[Segmentation annotation records]
------------------------------------
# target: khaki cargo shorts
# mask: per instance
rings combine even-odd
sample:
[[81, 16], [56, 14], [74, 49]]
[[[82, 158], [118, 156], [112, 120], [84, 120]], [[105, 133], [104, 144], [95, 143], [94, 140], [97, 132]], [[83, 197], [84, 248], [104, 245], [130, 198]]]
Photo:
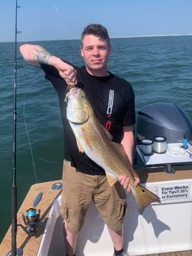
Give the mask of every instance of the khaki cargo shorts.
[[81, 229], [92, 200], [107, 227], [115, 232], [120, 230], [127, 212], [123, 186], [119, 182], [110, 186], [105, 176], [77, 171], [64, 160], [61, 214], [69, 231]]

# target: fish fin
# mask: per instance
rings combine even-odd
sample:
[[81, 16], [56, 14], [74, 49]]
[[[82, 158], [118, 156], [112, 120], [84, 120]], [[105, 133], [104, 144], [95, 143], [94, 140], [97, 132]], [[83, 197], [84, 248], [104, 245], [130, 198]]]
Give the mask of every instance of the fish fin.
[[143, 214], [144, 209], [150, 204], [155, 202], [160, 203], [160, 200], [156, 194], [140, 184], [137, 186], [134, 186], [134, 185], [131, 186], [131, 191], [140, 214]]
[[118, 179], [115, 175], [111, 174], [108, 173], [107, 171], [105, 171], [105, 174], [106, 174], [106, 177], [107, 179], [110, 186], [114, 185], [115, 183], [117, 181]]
------------------------------------
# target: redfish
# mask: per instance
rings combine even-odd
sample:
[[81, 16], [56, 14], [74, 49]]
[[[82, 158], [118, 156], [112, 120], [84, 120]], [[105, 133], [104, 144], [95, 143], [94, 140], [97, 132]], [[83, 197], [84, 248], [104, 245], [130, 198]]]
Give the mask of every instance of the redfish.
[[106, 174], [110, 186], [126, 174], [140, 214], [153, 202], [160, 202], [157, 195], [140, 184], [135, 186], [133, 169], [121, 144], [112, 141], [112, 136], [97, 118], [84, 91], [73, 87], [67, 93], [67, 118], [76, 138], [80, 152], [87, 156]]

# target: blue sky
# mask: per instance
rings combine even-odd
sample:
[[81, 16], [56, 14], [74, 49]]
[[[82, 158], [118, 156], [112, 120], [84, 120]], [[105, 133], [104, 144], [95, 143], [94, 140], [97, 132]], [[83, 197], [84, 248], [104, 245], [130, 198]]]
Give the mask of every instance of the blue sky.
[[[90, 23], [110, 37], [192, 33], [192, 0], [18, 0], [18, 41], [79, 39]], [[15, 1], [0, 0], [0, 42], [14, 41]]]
------------------------------------
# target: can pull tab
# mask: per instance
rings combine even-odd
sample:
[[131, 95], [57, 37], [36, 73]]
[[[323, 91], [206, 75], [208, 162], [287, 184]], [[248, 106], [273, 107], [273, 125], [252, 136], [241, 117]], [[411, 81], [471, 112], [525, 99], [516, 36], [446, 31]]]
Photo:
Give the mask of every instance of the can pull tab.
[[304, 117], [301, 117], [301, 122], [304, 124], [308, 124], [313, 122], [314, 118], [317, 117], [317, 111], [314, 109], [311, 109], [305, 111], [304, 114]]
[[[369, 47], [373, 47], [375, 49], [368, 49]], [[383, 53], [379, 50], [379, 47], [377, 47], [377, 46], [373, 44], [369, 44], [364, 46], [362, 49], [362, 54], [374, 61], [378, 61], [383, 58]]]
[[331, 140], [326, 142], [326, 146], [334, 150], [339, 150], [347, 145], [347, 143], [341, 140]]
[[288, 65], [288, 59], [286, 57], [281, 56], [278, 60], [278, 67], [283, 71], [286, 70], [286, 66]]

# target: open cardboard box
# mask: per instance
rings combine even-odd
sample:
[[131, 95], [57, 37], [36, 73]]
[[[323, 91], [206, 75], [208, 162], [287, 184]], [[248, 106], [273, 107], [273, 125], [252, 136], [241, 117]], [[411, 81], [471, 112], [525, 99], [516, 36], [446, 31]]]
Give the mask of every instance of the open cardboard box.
------------------------------------
What you have to do>
Find every line in the material above that contains the string "cargo", and copy each of those lines.

The result>
# target: khaki cargo shorts
Give the mask of every instance of the khaki cargo shorts.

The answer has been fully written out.